--- DATA TO USE Enclosed Below ---
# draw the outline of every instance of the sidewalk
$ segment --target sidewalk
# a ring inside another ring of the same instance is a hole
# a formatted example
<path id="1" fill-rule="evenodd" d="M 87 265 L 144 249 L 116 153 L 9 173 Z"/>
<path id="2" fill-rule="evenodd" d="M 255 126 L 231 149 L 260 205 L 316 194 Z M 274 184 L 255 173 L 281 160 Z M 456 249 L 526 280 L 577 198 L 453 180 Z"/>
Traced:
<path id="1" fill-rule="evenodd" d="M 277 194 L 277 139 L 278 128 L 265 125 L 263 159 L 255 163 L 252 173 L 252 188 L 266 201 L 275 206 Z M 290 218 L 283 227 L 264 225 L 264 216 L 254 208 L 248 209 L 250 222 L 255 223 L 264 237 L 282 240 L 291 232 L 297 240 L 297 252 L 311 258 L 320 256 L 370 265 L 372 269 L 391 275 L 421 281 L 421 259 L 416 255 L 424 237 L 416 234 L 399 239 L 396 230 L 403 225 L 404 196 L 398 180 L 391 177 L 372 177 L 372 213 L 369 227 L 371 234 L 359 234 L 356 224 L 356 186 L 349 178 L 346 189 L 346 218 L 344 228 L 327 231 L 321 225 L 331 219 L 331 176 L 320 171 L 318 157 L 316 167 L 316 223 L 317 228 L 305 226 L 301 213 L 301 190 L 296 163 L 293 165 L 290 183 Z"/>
--- End of Enclosed DATA TO USE ---
## DESCRIPTION OF THE TASK
From the listing above, pick out each line where the word "instance" appears.

## RESPONSE TO THE TASK
# draw the outline of every instance of the sidewalk
# a ring inside another ring of the same instance is a hole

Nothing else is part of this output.